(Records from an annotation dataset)
———
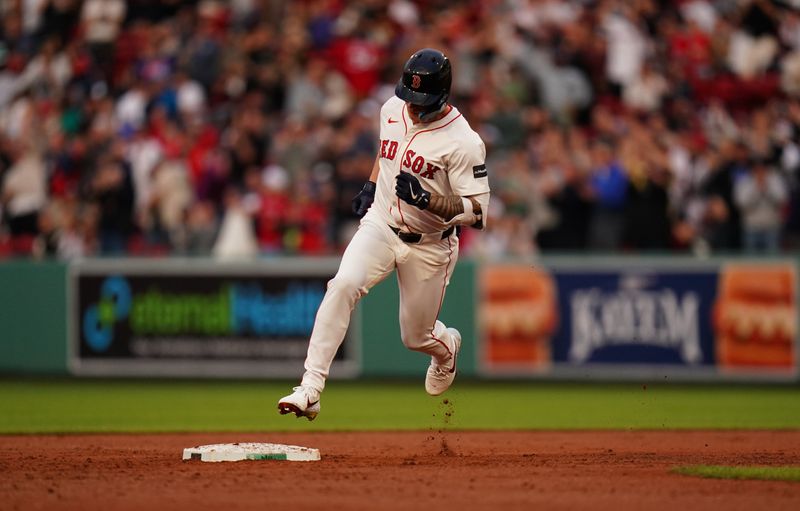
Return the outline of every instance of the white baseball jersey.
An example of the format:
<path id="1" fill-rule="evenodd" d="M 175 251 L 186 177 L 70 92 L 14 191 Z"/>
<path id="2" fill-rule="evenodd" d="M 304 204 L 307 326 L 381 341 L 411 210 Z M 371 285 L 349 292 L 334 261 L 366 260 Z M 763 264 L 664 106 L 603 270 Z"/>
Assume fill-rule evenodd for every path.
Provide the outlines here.
<path id="1" fill-rule="evenodd" d="M 380 137 L 375 201 L 328 283 L 309 341 L 302 385 L 320 392 L 356 303 L 395 270 L 403 344 L 431 355 L 438 364 L 456 364 L 456 343 L 439 321 L 439 311 L 458 259 L 458 237 L 447 231 L 458 220 L 446 222 L 403 202 L 395 193 L 395 177 L 409 172 L 430 192 L 475 197 L 485 226 L 486 149 L 456 108 L 434 122 L 414 124 L 399 98 L 390 99 L 381 109 Z M 393 229 L 426 236 L 419 243 L 406 243 Z"/>
<path id="2" fill-rule="evenodd" d="M 380 153 L 375 203 L 370 213 L 403 231 L 441 232 L 450 227 L 442 217 L 403 202 L 395 194 L 395 178 L 403 171 L 439 195 L 468 197 L 489 192 L 486 147 L 457 108 L 431 123 L 414 124 L 405 102 L 392 97 L 381 108 Z M 483 207 L 486 225 L 487 205 Z"/>

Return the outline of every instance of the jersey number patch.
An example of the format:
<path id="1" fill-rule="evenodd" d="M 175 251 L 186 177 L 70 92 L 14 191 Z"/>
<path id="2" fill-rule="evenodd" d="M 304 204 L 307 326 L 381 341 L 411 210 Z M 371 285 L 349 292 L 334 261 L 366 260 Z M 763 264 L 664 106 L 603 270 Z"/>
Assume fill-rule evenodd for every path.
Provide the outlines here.
<path id="1" fill-rule="evenodd" d="M 419 174 L 419 177 L 425 179 L 433 179 L 436 172 L 442 170 L 440 167 L 425 161 L 425 158 L 418 156 L 416 152 L 411 149 L 406 151 L 403 158 L 403 167 L 411 170 L 414 174 Z"/>

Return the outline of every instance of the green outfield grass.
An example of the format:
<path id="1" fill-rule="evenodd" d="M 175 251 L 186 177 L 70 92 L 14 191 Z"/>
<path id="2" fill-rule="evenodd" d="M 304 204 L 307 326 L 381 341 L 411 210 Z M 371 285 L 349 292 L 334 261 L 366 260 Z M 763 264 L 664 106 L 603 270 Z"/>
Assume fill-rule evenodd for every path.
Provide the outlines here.
<path id="1" fill-rule="evenodd" d="M 800 467 L 726 467 L 719 465 L 695 465 L 673 470 L 687 476 L 712 479 L 759 479 L 764 481 L 800 482 Z"/>
<path id="2" fill-rule="evenodd" d="M 800 429 L 796 386 L 457 381 L 432 398 L 422 381 L 332 381 L 312 423 L 278 415 L 290 391 L 267 381 L 0 379 L 0 433 Z"/>

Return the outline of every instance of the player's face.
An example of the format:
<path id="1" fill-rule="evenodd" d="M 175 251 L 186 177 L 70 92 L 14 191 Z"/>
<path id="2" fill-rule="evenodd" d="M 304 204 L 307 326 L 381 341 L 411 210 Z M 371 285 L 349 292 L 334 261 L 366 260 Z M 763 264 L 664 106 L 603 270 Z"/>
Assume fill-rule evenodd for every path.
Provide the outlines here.
<path id="1" fill-rule="evenodd" d="M 418 122 L 423 122 L 422 119 L 419 118 L 420 114 L 425 113 L 425 107 L 419 105 L 412 105 L 411 103 L 406 103 L 408 107 L 408 116 L 411 117 L 411 121 L 415 124 Z"/>

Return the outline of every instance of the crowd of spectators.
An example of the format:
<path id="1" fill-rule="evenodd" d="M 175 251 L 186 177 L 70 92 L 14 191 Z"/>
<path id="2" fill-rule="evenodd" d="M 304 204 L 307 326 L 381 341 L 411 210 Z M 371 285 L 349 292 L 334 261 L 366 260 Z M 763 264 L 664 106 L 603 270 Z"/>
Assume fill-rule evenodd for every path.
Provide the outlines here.
<path id="1" fill-rule="evenodd" d="M 464 252 L 800 244 L 800 0 L 5 0 L 0 256 L 336 254 L 416 49 L 487 145 Z"/>

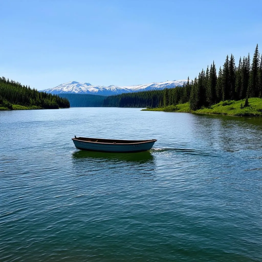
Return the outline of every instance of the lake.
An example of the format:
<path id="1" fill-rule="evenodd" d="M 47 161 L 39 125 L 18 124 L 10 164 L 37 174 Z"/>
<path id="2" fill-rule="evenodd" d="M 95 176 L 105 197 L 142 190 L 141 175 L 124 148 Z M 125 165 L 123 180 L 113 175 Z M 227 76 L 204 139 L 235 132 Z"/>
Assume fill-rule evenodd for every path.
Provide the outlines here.
<path id="1" fill-rule="evenodd" d="M 0 261 L 262 261 L 262 118 L 0 111 Z M 81 151 L 77 136 L 158 139 Z"/>

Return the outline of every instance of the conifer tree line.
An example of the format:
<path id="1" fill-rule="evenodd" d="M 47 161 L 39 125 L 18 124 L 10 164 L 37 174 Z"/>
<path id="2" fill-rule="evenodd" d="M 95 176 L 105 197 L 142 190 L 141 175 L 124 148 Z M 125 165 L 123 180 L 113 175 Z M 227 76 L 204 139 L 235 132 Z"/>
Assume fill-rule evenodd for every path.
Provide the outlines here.
<path id="1" fill-rule="evenodd" d="M 230 58 L 227 56 L 218 75 L 213 61 L 194 81 L 189 77 L 183 86 L 111 96 L 104 100 L 103 106 L 162 107 L 189 102 L 191 109 L 196 110 L 221 101 L 251 97 L 262 98 L 262 56 L 258 45 L 251 63 L 249 53 L 240 58 L 237 67 L 231 54 Z"/>
<path id="2" fill-rule="evenodd" d="M 28 106 L 36 106 L 44 108 L 55 109 L 69 107 L 70 104 L 66 98 L 45 92 L 38 92 L 30 86 L 0 77 L 0 105 L 9 109 L 12 104 Z"/>

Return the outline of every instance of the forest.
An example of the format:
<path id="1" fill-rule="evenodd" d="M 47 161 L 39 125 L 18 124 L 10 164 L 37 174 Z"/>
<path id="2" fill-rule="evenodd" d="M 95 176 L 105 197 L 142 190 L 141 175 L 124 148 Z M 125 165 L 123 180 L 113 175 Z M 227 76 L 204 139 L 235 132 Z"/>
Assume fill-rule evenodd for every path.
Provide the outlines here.
<path id="1" fill-rule="evenodd" d="M 32 108 L 56 109 L 70 107 L 68 100 L 57 95 L 39 92 L 30 86 L 0 77 L 0 107 L 13 109 L 13 105 Z"/>
<path id="2" fill-rule="evenodd" d="M 249 53 L 240 58 L 236 66 L 231 54 L 230 58 L 227 56 L 218 75 L 213 61 L 193 80 L 190 81 L 188 77 L 183 86 L 111 96 L 105 99 L 103 106 L 161 107 L 189 102 L 190 108 L 195 110 L 221 101 L 261 97 L 262 57 L 257 45 L 251 63 Z"/>
<path id="3" fill-rule="evenodd" d="M 60 97 L 66 97 L 73 107 L 101 107 L 105 97 L 89 94 L 61 94 Z"/>

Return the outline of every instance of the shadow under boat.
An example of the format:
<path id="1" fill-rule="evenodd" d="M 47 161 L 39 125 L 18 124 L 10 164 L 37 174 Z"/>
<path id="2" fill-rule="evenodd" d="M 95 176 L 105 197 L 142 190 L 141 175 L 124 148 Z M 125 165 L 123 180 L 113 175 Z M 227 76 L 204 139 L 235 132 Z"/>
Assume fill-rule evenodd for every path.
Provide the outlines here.
<path id="1" fill-rule="evenodd" d="M 145 163 L 152 161 L 154 157 L 149 151 L 137 153 L 113 153 L 78 150 L 72 154 L 75 159 L 92 159 L 97 160 Z"/>

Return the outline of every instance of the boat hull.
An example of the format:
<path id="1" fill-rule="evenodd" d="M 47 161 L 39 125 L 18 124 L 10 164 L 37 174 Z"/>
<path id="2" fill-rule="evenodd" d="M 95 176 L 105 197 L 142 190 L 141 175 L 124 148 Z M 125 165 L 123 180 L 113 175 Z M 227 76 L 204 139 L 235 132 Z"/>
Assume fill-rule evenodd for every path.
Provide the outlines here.
<path id="1" fill-rule="evenodd" d="M 151 149 L 156 141 L 130 144 L 96 143 L 80 141 L 72 139 L 75 147 L 78 149 L 90 151 L 122 152 L 141 152 Z"/>

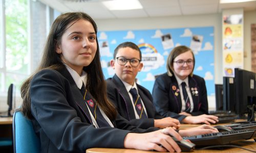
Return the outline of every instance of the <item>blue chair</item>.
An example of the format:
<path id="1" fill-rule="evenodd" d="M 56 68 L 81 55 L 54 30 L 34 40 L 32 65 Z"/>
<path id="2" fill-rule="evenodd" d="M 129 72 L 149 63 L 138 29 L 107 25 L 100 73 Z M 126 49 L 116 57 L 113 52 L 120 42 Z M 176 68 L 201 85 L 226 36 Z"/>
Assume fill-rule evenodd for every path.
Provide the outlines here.
<path id="1" fill-rule="evenodd" d="M 14 152 L 40 152 L 40 140 L 35 134 L 30 120 L 21 112 L 14 113 L 12 120 Z"/>

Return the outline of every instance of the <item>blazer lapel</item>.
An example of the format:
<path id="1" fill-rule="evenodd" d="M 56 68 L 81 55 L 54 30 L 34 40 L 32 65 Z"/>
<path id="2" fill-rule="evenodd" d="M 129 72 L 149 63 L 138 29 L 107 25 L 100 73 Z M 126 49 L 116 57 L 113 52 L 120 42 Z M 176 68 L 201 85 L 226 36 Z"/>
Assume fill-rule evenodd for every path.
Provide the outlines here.
<path id="1" fill-rule="evenodd" d="M 178 106 L 178 112 L 181 111 L 181 97 L 180 96 L 180 89 L 179 88 L 179 85 L 178 85 L 178 82 L 177 81 L 175 76 L 173 75 L 170 77 L 172 80 L 172 84 L 170 84 L 170 88 L 172 90 L 172 93 L 173 95 L 173 97 L 176 102 L 176 105 Z"/>
<path id="2" fill-rule="evenodd" d="M 91 124 L 93 124 L 92 121 L 92 118 L 91 118 L 91 115 L 88 110 L 88 108 L 84 103 L 85 101 L 83 99 L 83 96 L 81 93 L 80 89 L 77 87 L 74 79 L 69 73 L 69 72 L 65 68 L 61 72 L 62 75 L 69 81 L 70 84 L 70 87 L 72 89 L 71 92 L 72 92 L 72 95 L 74 95 L 74 98 L 75 99 L 75 102 L 79 107 L 81 111 L 83 112 L 87 120 L 90 121 Z"/>
<path id="3" fill-rule="evenodd" d="M 119 94 L 123 98 L 123 101 L 125 103 L 127 114 L 129 115 L 129 119 L 131 120 L 131 118 L 135 118 L 135 113 L 132 105 L 133 103 L 131 100 L 131 98 L 123 83 L 116 74 L 113 77 L 113 81 L 118 87 Z"/>
<path id="4" fill-rule="evenodd" d="M 147 117 L 154 118 L 155 116 L 155 110 L 153 110 L 152 108 L 154 108 L 154 106 L 153 105 L 153 104 L 152 103 L 148 102 L 150 101 L 150 99 L 144 94 L 143 91 L 140 89 L 138 85 L 137 85 L 137 87 L 138 88 L 138 92 L 139 92 L 139 95 L 140 95 L 141 100 L 142 100 L 144 106 L 146 108 Z M 150 116 L 152 116 L 153 117 L 150 117 Z"/>
<path id="5" fill-rule="evenodd" d="M 199 110 L 199 88 L 197 82 L 190 76 L 188 77 L 188 84 L 189 84 L 189 90 L 193 99 L 194 109 L 193 112 L 197 112 Z"/>

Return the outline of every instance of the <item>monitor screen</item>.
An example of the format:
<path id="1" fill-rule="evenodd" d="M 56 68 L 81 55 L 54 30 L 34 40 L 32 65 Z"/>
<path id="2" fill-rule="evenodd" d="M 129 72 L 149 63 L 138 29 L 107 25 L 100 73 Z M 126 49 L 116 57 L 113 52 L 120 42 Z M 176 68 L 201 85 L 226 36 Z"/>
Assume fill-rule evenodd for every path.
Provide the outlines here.
<path id="1" fill-rule="evenodd" d="M 14 100 L 14 92 L 15 89 L 14 89 L 14 85 L 13 84 L 11 84 L 9 86 L 8 89 L 8 93 L 7 94 L 7 105 L 8 105 L 8 116 L 12 116 L 11 112 L 12 110 L 13 104 Z"/>
<path id="2" fill-rule="evenodd" d="M 256 105 L 256 73 L 240 68 L 234 69 L 236 85 L 236 113 L 237 114 L 248 113 L 248 107 Z M 255 110 L 256 109 L 254 109 Z M 253 113 L 250 114 L 253 115 Z M 251 116 L 248 116 L 254 120 Z"/>
<path id="3" fill-rule="evenodd" d="M 215 98 L 216 99 L 216 110 L 223 110 L 223 85 L 215 85 Z"/>

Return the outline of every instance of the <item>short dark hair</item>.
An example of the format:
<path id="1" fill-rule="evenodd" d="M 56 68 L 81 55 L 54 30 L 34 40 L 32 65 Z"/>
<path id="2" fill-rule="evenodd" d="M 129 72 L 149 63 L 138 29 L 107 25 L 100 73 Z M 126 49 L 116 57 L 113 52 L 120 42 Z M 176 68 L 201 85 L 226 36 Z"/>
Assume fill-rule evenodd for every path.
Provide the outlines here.
<path id="1" fill-rule="evenodd" d="M 120 48 L 125 48 L 125 47 L 130 47 L 131 48 L 133 48 L 134 49 L 135 49 L 137 51 L 138 51 L 140 53 L 140 60 L 141 60 L 141 52 L 140 51 L 140 48 L 139 47 L 134 43 L 132 42 L 130 42 L 130 41 L 126 41 L 123 42 L 122 43 L 120 43 L 119 44 L 117 47 L 115 49 L 115 50 L 114 52 L 114 59 L 116 58 L 116 55 L 117 54 L 117 53 L 118 52 L 118 50 L 119 50 Z"/>
<path id="2" fill-rule="evenodd" d="M 191 53 L 192 53 L 192 55 L 193 56 L 193 61 L 194 61 L 193 69 L 192 70 L 192 72 L 191 72 L 191 73 L 189 74 L 189 75 L 191 76 L 193 75 L 193 71 L 195 68 L 195 64 L 196 63 L 195 56 L 194 55 L 193 52 L 192 52 L 192 50 L 190 48 L 184 45 L 176 47 L 174 48 L 173 48 L 173 49 L 172 50 L 172 51 L 170 51 L 170 53 L 169 54 L 169 56 L 168 56 L 168 58 L 167 59 L 167 62 L 166 62 L 166 69 L 168 73 L 172 73 L 172 72 L 174 71 L 174 70 L 173 69 L 174 59 L 179 55 L 187 52 L 190 52 Z"/>

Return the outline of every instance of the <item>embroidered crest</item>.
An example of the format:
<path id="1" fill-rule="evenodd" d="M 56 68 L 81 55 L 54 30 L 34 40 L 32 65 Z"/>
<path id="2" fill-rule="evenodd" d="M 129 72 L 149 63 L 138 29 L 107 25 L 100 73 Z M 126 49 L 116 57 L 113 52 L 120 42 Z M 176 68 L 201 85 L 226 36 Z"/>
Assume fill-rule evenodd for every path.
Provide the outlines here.
<path id="1" fill-rule="evenodd" d="M 93 107 L 94 106 L 94 103 L 93 103 L 93 101 L 92 99 L 87 100 L 87 103 L 91 107 Z"/>
<path id="2" fill-rule="evenodd" d="M 179 95 L 179 93 L 178 92 L 175 92 L 175 93 L 174 94 L 176 96 L 177 96 Z"/>
<path id="3" fill-rule="evenodd" d="M 141 104 L 140 104 L 136 105 L 136 107 L 140 110 L 141 110 L 141 109 L 142 108 L 142 107 L 141 107 Z"/>

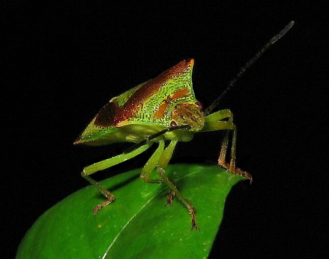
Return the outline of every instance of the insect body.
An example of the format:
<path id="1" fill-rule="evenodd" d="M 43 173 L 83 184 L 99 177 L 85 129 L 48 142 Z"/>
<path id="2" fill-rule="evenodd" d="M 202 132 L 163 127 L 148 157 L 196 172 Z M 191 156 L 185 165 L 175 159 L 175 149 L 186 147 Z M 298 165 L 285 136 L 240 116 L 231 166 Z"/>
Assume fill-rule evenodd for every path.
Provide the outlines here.
<path id="1" fill-rule="evenodd" d="M 280 39 L 293 24 L 290 22 L 273 37 L 242 68 L 236 77 L 231 81 L 224 93 L 230 90 L 246 69 L 268 48 Z M 147 161 L 140 175 L 146 183 L 162 183 L 170 190 L 167 201 L 171 204 L 174 196 L 187 208 L 192 218 L 192 229 L 198 230 L 195 210 L 192 203 L 185 198 L 166 176 L 165 168 L 179 141 L 191 140 L 197 132 L 226 130 L 222 143 L 218 163 L 232 173 L 242 175 L 250 180 L 250 174 L 235 166 L 236 126 L 233 114 L 229 109 L 211 113 L 218 105 L 222 95 L 217 98 L 204 111 L 195 98 L 192 83 L 194 60 L 183 61 L 171 68 L 149 81 L 111 99 L 94 118 L 75 144 L 91 146 L 104 145 L 118 142 L 132 142 L 137 144 L 134 149 L 105 160 L 85 167 L 82 176 L 94 185 L 106 198 L 94 209 L 95 213 L 114 200 L 109 191 L 89 176 L 100 170 L 132 158 L 146 151 L 155 143 L 158 147 Z M 226 161 L 229 136 L 232 132 L 229 163 Z M 165 142 L 169 141 L 166 146 Z M 160 179 L 151 179 L 154 170 Z"/>

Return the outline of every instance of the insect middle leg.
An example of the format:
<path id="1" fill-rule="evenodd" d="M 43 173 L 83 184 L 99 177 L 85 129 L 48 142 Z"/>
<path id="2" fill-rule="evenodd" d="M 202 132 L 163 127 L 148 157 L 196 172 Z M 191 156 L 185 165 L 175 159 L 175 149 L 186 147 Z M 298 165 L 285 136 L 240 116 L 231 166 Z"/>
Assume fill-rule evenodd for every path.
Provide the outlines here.
<path id="1" fill-rule="evenodd" d="M 98 182 L 89 176 L 101 170 L 109 168 L 111 166 L 122 163 L 128 159 L 130 159 L 146 150 L 153 144 L 153 142 L 147 142 L 144 145 L 142 146 L 129 153 L 118 155 L 117 156 L 115 156 L 110 158 L 105 159 L 105 160 L 95 163 L 88 166 L 86 166 L 83 168 L 83 170 L 81 172 L 81 176 L 87 180 L 87 181 L 88 181 L 90 183 L 93 184 L 106 198 L 106 200 L 104 203 L 97 205 L 94 208 L 94 215 L 97 211 L 99 211 L 103 207 L 110 204 L 114 200 L 115 197 L 111 192 L 101 186 Z"/>
<path id="2" fill-rule="evenodd" d="M 143 168 L 140 178 L 142 180 L 147 183 L 162 183 L 165 184 L 170 190 L 167 200 L 167 204 L 171 204 L 174 195 L 180 202 L 184 205 L 189 211 L 192 218 L 192 228 L 199 231 L 196 225 L 195 217 L 195 210 L 193 204 L 188 199 L 185 198 L 177 187 L 165 174 L 165 169 L 172 156 L 172 153 L 177 144 L 177 140 L 172 140 L 168 146 L 164 149 L 164 140 L 159 141 L 159 147 L 149 158 L 146 164 Z M 152 171 L 156 169 L 161 179 L 150 179 L 149 176 Z"/>
<path id="3" fill-rule="evenodd" d="M 222 120 L 227 119 L 227 121 Z M 236 146 L 236 126 L 233 123 L 233 113 L 229 109 L 219 110 L 205 117 L 205 127 L 203 131 L 213 130 L 226 131 L 222 142 L 221 151 L 218 158 L 218 164 L 229 171 L 238 175 L 243 176 L 252 181 L 250 174 L 235 166 L 235 147 Z M 232 146 L 229 164 L 226 161 L 226 153 L 228 147 L 229 135 L 232 132 Z"/>

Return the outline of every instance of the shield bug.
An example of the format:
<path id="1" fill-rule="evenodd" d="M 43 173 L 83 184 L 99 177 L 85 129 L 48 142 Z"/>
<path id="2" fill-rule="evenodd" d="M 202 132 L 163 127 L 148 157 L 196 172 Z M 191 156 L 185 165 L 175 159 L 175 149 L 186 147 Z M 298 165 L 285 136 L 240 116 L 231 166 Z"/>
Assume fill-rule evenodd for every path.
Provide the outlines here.
<path id="1" fill-rule="evenodd" d="M 168 164 L 177 142 L 188 141 L 197 132 L 225 130 L 218 158 L 218 164 L 229 171 L 252 180 L 251 175 L 235 166 L 236 130 L 233 114 L 229 109 L 211 113 L 223 96 L 270 46 L 281 38 L 293 25 L 291 21 L 272 38 L 243 67 L 226 89 L 208 108 L 202 111 L 196 98 L 192 82 L 194 60 L 184 60 L 157 77 L 111 99 L 87 126 L 74 144 L 91 146 L 114 142 L 136 143 L 132 148 L 117 156 L 86 166 L 81 175 L 106 197 L 96 206 L 94 214 L 114 200 L 114 196 L 89 176 L 130 159 L 143 152 L 155 143 L 159 146 L 141 170 L 140 179 L 146 183 L 161 183 L 168 186 L 167 204 L 171 204 L 175 195 L 187 208 L 192 218 L 192 228 L 198 230 L 195 210 L 165 174 Z M 230 162 L 226 161 L 229 137 L 232 132 Z M 165 142 L 169 141 L 166 146 Z M 156 170 L 160 179 L 151 179 Z"/>

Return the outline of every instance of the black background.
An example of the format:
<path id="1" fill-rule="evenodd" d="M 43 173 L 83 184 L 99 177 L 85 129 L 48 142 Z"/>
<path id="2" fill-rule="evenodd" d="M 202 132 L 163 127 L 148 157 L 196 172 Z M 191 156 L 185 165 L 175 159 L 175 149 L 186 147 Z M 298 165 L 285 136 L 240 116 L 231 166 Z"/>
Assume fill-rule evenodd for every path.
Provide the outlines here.
<path id="1" fill-rule="evenodd" d="M 327 256 L 323 7 L 186 3 L 2 4 L 6 257 L 44 211 L 87 185 L 83 166 L 130 146 L 72 145 L 110 99 L 194 58 L 195 92 L 206 106 L 291 20 L 292 30 L 220 105 L 234 113 L 237 165 L 254 182 L 232 189 L 210 257 Z M 221 136 L 196 135 L 178 145 L 172 163 L 215 164 Z M 142 166 L 149 155 L 97 178 Z"/>

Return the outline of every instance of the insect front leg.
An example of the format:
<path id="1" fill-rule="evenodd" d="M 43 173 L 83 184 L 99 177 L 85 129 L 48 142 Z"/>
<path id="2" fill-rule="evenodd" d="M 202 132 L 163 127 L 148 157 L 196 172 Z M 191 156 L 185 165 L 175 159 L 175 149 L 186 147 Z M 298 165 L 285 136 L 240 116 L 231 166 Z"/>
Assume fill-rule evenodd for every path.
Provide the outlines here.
———
TASK GOAL: Update the lines from the line with "Return the outline of every instance of the <item>blue" up to and including the line with "14 152 L 40" so that "blue chair" becomes "wooden stool", and leave everything else unchanged. Return only those lines.

EXERCISE RESULT:
Return the outline of every instance of the <item>wooden stool</item>.
An example of the format:
<path id="1" fill-rule="evenodd" d="M 56 68 L 81 55 L 54 30 L 34 40 L 32 65 Z"/>
<path id="2" fill-rule="evenodd" d="M 129 72 L 149 63 L 138 29 L 107 25 L 100 73 Z M 126 49 L 116 57 L 113 52 L 120 42 Z M 176 68 L 201 85 L 226 36 Z"/>
Assume fill-rule evenodd for every path.
Provide the outlines here.
<path id="1" fill-rule="evenodd" d="M 14 152 L 40 152 L 40 140 L 35 134 L 30 120 L 21 112 L 14 113 L 12 120 Z"/>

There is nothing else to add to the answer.